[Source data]
-- Opening Marker --

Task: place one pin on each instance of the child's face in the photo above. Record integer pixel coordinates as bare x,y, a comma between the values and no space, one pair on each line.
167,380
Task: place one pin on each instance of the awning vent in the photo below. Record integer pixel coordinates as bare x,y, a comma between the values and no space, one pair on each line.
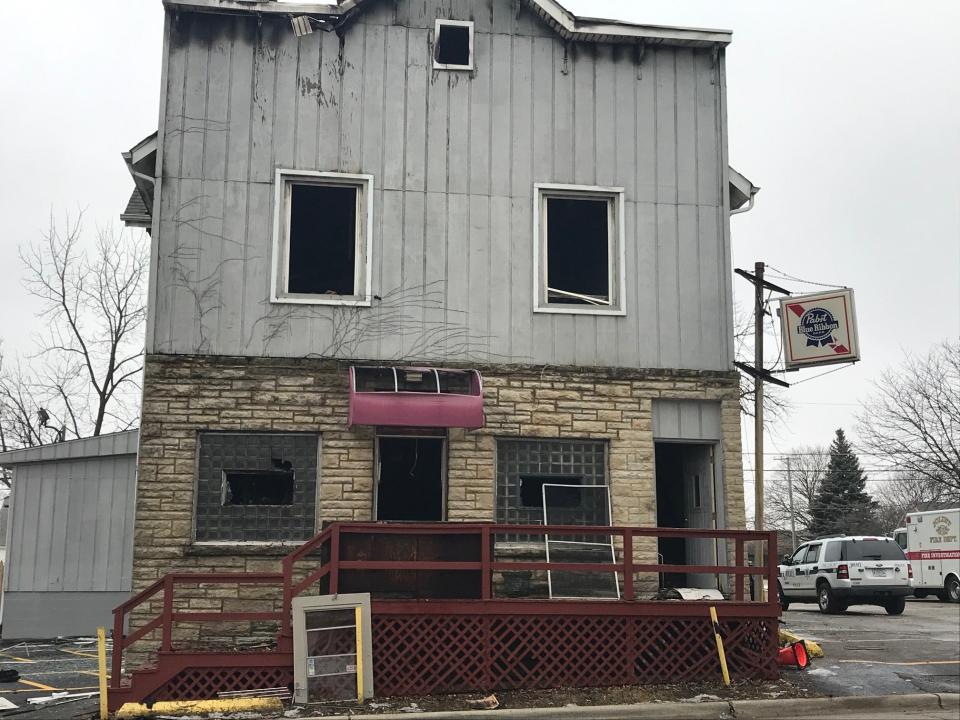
416,397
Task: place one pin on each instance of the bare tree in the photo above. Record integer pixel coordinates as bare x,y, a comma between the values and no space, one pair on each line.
807,466
912,421
84,377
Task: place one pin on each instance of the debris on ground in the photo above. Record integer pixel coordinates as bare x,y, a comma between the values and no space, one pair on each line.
490,702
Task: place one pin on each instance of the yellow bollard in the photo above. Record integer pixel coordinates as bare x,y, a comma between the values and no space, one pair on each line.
716,636
102,661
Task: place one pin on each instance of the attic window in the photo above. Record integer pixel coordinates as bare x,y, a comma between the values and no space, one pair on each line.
453,45
322,238
580,247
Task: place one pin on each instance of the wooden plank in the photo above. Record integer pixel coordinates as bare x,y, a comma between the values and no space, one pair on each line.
391,277
308,84
194,120
709,177
351,112
217,109
230,312
502,140
687,135
607,111
327,96
666,135
501,245
688,273
241,107
668,294
713,304
458,268
480,100
261,131
413,260
418,87
479,284
373,110
521,145
584,106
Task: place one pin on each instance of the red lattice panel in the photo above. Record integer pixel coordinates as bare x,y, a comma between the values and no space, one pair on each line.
422,654
205,683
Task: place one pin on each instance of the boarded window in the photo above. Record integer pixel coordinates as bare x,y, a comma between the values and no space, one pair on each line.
578,251
453,47
532,463
256,486
323,240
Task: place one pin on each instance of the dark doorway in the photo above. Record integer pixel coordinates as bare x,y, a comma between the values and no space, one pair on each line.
410,479
685,499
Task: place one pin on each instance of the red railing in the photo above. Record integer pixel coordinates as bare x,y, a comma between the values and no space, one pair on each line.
328,545
168,616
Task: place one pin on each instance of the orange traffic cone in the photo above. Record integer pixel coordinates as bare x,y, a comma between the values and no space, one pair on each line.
794,654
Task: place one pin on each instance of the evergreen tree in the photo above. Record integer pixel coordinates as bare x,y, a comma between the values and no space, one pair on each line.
842,504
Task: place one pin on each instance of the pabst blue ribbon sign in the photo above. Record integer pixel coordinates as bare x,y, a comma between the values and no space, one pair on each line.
819,329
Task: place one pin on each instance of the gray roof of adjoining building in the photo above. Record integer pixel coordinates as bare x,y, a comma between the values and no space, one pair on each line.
122,443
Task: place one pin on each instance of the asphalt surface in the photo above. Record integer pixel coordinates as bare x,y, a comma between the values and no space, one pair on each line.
868,652
47,667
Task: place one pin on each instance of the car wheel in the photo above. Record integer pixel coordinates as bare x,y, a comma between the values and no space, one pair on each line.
895,606
951,589
825,599
784,603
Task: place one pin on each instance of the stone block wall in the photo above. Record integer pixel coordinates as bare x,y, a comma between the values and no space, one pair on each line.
185,395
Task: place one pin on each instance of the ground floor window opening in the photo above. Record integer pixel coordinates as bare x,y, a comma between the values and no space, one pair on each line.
410,479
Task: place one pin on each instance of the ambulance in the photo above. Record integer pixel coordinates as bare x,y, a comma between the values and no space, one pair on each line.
931,541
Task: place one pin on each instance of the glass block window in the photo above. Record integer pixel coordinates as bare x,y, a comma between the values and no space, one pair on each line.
524,466
236,497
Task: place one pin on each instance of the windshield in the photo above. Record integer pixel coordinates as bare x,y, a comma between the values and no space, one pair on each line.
872,550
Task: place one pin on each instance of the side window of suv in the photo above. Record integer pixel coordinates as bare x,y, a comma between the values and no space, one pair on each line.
833,552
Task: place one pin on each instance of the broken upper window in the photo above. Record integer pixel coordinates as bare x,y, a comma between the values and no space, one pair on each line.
453,45
323,238
580,250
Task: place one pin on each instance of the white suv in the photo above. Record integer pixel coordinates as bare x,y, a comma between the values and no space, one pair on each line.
847,570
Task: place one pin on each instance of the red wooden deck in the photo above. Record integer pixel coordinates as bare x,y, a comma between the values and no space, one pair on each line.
473,641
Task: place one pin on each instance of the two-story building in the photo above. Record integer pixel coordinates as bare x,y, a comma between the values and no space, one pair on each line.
416,260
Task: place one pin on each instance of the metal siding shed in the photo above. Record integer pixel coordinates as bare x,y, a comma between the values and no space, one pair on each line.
70,537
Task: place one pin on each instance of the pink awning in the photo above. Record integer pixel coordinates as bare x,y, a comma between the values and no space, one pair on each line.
416,397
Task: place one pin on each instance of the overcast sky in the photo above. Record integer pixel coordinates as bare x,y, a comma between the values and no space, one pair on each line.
846,113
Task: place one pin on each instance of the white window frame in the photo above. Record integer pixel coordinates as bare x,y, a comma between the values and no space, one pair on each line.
363,271
436,39
616,248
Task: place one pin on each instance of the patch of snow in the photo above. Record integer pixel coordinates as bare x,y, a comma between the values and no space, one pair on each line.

-- Closing Marker --

Task objective
Your reply should consist only of the lines from the one containing "Task: place one pin on each instance of the broken" through the last line of the records, each reproduced exactly.

Answer to this problem
Task: place one pin on each instance of the broken upper window in the photo above. Record integer pixel coordinates as bare x,y, a comma between the values and no space, one pair on each line.
453,45
323,238
580,250
Task: place one pin on each instance of the white suv in the photo above. Record integer pixel coordinates as bare x,y, a comma between the values and no space, one pair on each line.
847,570
Task: place one pin on each instance of the red wooden deck in the photo above. Record integer pixel coordinates as bare x,y, a comma between the values and no space, one pair on each line.
473,641
Task: place one pin on each instance of the two-story building in the photo above. Record integer pixel coordinates as bare x,y, a comma between the values and no space, one pair on each line.
416,260
Task: place one pin on each instance of the metal siding shed in the photo above. Record integer pixel coordinates as bare x,y, a comma between the values and no space, one pair on each line.
70,537
Task: place one pin on each instance of the pink awning in the photo above. Record integer pixel coordinates as bare x,y, a comma between the values and no space, one pair on each line.
416,397
Task: place one pin on each instance of the overcast sky in the photo above. Record integer pixel coordinates as bare x,y, a comma between the values and no space, one pair on each line.
846,113
Task: place one pin on each instance of the white window frame in the photo above. Record integer pixel coordinates as bare x,y, a comma between the values and no space, one pair on each line.
363,271
436,39
616,248
Task: place one pin on each instance of the patch of snow in the photo above. Record integer pixel coordinates as bare x,y, a comma between the values and no space, one pair on each line.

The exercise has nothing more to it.